(Text block):
■ ■ ■ ■

Wednesday, 15 July 2015

After a day of travel - LA to Detroit, Detroit to Syracuse - we were met at the airport by Kat and Jon. Kat was one of Jesse’s best friends in high school and the two fall into the same speech patterns and reminiscences as if they were never apart. Jon and I left them to hug while he paid for parking and I found a bathroom that was bigger than a closet. Jon is American, very American to my eyes, with a square jaw and khaki pants, like a picture of an American. I like both Kat and Jon immensely. 

“You’ve packed light!” said Kat, “For coming halfway around the world, for six weeks.”
“We don’t want to carry it,” I said, thrusting the two kilos of chocolate she’d requested at her, thus lightening my own load considerably. Jon shoved our bags in their tiny car (“Does it ever make you feel emasculated?” I asked before I could stop myself. “Sometimes, yeah,” said Kat. 

Kat drove for four hours, and then we were in Canada. It was 1am. Jesse and I had flown out of LAX (which was the hell everyone predicted it would be) at 9 the previous morning. The Holiday Inn had a Pillow Menu which delighted us, but we were all too tired to take advantage of it.

■ ■ ■ ■

(Data listing):

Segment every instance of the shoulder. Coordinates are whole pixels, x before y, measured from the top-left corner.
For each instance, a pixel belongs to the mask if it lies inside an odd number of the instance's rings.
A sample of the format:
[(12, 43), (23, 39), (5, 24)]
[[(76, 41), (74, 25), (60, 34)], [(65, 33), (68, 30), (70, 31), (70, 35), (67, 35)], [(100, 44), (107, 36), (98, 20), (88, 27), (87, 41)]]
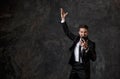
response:
[(88, 42), (89, 42), (89, 44), (95, 45), (95, 42), (90, 39), (88, 40)]

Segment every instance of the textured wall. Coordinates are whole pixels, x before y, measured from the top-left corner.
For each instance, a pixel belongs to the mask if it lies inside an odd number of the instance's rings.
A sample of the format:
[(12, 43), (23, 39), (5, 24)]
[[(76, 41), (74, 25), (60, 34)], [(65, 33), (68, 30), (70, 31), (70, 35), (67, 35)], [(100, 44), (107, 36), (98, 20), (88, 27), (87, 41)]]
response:
[(97, 52), (91, 79), (119, 79), (119, 0), (1, 0), (0, 79), (68, 79), (72, 41), (63, 33), (60, 7), (69, 12), (73, 33), (79, 24), (90, 28)]

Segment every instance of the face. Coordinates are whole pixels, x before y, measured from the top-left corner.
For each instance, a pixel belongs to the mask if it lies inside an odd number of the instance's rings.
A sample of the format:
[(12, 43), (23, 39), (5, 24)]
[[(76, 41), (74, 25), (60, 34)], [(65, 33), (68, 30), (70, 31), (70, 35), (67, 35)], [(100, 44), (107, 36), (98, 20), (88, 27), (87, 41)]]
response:
[(80, 37), (87, 37), (88, 36), (88, 30), (85, 28), (80, 28), (79, 29), (79, 35)]

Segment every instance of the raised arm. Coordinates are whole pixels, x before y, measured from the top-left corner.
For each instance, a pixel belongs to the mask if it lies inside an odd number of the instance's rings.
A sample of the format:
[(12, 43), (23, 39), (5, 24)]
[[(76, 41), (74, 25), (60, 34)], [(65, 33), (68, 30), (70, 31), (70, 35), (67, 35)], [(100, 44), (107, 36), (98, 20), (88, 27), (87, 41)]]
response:
[(63, 26), (64, 33), (71, 39), (74, 40), (76, 35), (74, 35), (68, 28), (67, 23), (65, 22), (65, 18), (68, 15), (68, 12), (64, 12), (63, 8), (60, 9), (61, 12), (61, 23)]

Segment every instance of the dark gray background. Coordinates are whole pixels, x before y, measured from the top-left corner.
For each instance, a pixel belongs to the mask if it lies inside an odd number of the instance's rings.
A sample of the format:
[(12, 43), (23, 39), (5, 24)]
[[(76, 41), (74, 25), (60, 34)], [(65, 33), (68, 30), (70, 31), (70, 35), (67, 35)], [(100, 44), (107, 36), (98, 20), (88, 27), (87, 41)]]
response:
[(60, 7), (73, 33), (79, 24), (90, 28), (91, 79), (120, 79), (120, 0), (0, 0), (0, 79), (68, 79), (72, 41)]

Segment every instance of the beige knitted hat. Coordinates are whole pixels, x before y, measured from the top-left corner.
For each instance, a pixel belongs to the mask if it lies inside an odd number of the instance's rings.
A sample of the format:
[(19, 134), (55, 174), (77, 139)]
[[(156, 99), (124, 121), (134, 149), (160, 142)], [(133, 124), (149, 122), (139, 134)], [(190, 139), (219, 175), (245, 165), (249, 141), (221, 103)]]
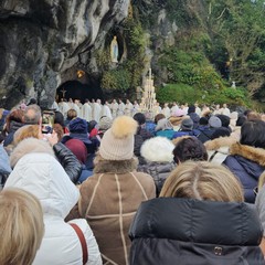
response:
[(131, 117), (117, 117), (102, 138), (99, 155), (106, 160), (131, 159), (137, 126), (137, 121)]

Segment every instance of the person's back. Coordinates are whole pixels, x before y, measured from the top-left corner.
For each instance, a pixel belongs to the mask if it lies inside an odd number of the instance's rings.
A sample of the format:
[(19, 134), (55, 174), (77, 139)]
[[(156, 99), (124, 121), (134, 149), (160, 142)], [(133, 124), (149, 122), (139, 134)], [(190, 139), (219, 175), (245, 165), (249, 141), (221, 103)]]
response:
[(104, 263), (128, 264), (130, 222), (141, 201), (155, 198), (152, 178), (136, 171), (136, 129), (131, 117), (114, 120), (103, 136), (94, 174), (80, 189), (80, 213), (96, 236)]
[(178, 166), (160, 198), (141, 203), (129, 236), (131, 265), (264, 264), (255, 209), (236, 178), (209, 162)]
[(153, 178), (157, 195), (159, 195), (169, 173), (176, 167), (173, 149), (174, 145), (169, 139), (159, 136), (146, 140), (141, 146), (140, 153), (144, 161), (139, 163), (138, 171), (146, 172)]
[(40, 201), (21, 189), (0, 192), (0, 264), (31, 265), (44, 234)]

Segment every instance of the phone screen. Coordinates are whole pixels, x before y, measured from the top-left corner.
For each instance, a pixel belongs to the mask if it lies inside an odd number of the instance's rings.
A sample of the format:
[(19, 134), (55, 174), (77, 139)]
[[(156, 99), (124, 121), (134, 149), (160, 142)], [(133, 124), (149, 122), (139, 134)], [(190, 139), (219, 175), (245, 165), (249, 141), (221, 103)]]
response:
[(52, 134), (54, 125), (54, 113), (51, 110), (43, 110), (42, 113), (42, 132)]

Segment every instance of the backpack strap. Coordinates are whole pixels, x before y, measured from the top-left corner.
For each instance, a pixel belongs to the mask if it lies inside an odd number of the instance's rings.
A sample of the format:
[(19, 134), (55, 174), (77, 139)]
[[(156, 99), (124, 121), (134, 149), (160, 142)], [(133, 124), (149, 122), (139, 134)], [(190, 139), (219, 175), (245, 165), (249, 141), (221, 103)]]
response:
[(82, 253), (83, 253), (83, 265), (85, 265), (88, 261), (88, 251), (87, 251), (87, 244), (86, 244), (84, 233), (82, 232), (82, 230), (80, 229), (80, 226), (77, 224), (70, 223), (70, 225), (74, 229), (74, 231), (76, 232), (76, 234), (80, 239), (81, 246), (82, 246)]

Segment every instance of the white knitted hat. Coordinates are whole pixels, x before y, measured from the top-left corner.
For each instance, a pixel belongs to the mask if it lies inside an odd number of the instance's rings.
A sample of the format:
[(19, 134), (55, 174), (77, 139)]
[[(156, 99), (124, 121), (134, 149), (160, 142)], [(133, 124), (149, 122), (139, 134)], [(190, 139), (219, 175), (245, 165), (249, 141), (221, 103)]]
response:
[(137, 126), (137, 121), (131, 117), (117, 117), (102, 138), (99, 155), (106, 160), (131, 159)]

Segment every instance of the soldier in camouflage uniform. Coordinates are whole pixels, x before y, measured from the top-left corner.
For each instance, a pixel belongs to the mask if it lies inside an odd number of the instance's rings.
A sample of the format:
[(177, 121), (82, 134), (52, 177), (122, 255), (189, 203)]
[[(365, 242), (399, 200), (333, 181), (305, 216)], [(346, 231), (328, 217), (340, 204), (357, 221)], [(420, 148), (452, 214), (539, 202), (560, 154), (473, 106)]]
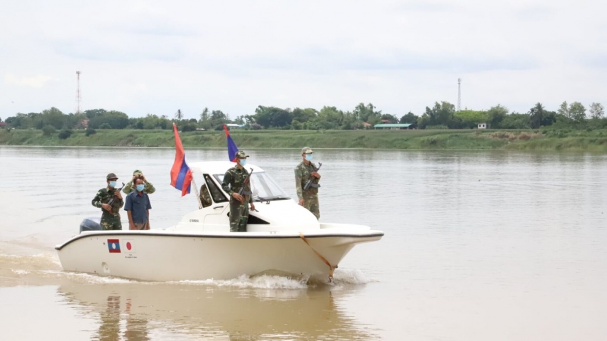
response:
[[(97, 191), (97, 194), (93, 198), (91, 203), (95, 207), (101, 209), (101, 225), (104, 230), (122, 229), (122, 224), (120, 223), (120, 207), (124, 205), (122, 195), (120, 191), (116, 190), (116, 180), (118, 176), (114, 173), (110, 173), (106, 177), (108, 181), (108, 187)], [(114, 202), (112, 205), (108, 204), (112, 198)]]
[[(230, 232), (246, 232), (246, 223), (249, 218), (249, 207), (247, 203), (251, 205), (251, 209), (255, 209), (253, 198), (251, 197), (250, 181), (244, 183), (249, 173), (244, 168), (246, 165), (246, 158), (248, 155), (244, 152), (240, 151), (236, 153), (236, 167), (233, 167), (226, 172), (223, 176), (223, 182), (221, 188), (230, 195)], [(244, 186), (242, 195), (238, 194), (240, 189)]]
[(307, 191), (304, 190), (304, 187), (310, 178), (315, 178), (315, 183), (320, 180), (320, 174), (317, 172), (316, 165), (312, 163), (313, 152), (309, 147), (304, 147), (301, 149), (301, 158), (303, 160), (295, 167), (295, 188), (297, 190), (297, 198), (299, 199), (299, 205), (304, 206), (308, 211), (316, 216), (317, 219), (320, 218), (320, 209), (318, 205), (318, 188), (310, 186)]
[(125, 194), (128, 194), (129, 193), (133, 191), (135, 186), (133, 185), (135, 183), (135, 180), (137, 178), (141, 178), (143, 180), (143, 183), (146, 185), (146, 187), (143, 187), (143, 191), (146, 192), (148, 194), (151, 194), (156, 192), (156, 188), (154, 187), (154, 185), (152, 185), (152, 183), (148, 181), (148, 179), (146, 178), (146, 176), (143, 175), (143, 173), (141, 172), (139, 169), (135, 169), (133, 172), (133, 177), (130, 181), (128, 182), (125, 186), (124, 189), (122, 189), (122, 192), (124, 192)]

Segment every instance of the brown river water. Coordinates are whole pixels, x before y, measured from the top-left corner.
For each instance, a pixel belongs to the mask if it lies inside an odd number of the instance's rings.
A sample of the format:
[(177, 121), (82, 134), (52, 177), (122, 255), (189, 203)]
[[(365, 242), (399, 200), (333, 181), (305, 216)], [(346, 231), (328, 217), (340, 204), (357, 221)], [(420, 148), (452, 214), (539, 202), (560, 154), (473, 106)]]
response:
[[(295, 196), (299, 150), (246, 152)], [(317, 149), (321, 220), (386, 234), (331, 284), (63, 271), (54, 247), (99, 215), (110, 172), (156, 187), (152, 228), (197, 208), (169, 185), (174, 156), (0, 147), (0, 340), (607, 340), (607, 155)]]

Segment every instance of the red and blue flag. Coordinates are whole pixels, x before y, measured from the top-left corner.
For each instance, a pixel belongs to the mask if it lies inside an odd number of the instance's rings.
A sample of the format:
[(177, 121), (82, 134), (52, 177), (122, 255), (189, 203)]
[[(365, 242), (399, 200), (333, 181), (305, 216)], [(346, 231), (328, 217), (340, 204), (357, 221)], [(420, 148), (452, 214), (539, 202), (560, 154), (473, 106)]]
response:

■ ■ ■ ■

(What to work on):
a: Using the travel post, answer the following questions, one per line, marked (i), (ii), and (iii).
(i) Where did the day of travel end, after the stop in Detroit?
(ii) How much chocolate had Kat requested?
(iii) How many hours did Kat drive before they were in Canada?
b: Decide whether each statement below agrees with the travel post. Answer yes or no, and quote the words from the travel post that settle it.
(i) Kat and Jesse were friends in high school.
(ii) The trip is meant to last six weeks.
(iii) The travelers made use of the Pillow Menu at the Holiday Inn.
c: Pick up the travel post after its final sentence and continue it.

(Answers in order):
a:
(i) Syracuse
(ii) Two kilos
(iii) Four hours

b:
(i) Yes: "Kat was one of Jesse’s best friends in high school"
(ii) Yes: "For coming halfway around the world, for six weeks."
(iii) No: "but we were all too tired to take advantage of it."

c:
We walked a mile the next day in search of breakfast, but everything was shut, except the funeral parlour. There were tulips planted alongside picket fences - tulips everywhere. 

It wasn’t until we headed back to the hotel to get the car to get breakfast that we saw the falls. We’d been walking with our backs to them all morning. 

They were almost too big to comprehend, too big to photograph. 

Up close, the water was very clear, and made you dizzy to stand too near. 

We looked at them from every angle, and took a boat ride to get closer still. 

We wore raincoats to avoid those environmentally unconscionable ponchos, ignoring what affect all those flights, all that driving, would have on the environment. 

There were large ice floes at the bottom of the falls, whorled brown with dust and time. 

The sun was hot - we were all wearing shorts - but the mist that rose from the falls was cool. 

It was beautiful. A beautiful a site as you’ll ever see, i reminded myself, and opened my eyes wide to the mist and the falls. 

We went to a gift shop - I take a great delight in gift shops - and bought post cards and looked at stuffed moose.

There were black squirrels hopping around the lush parks and green spaces which boarded the falls. They delighted me almost as much as Niagara. “I WANT one!” I said, “Why haven’t they been domesticated so I can hug one?”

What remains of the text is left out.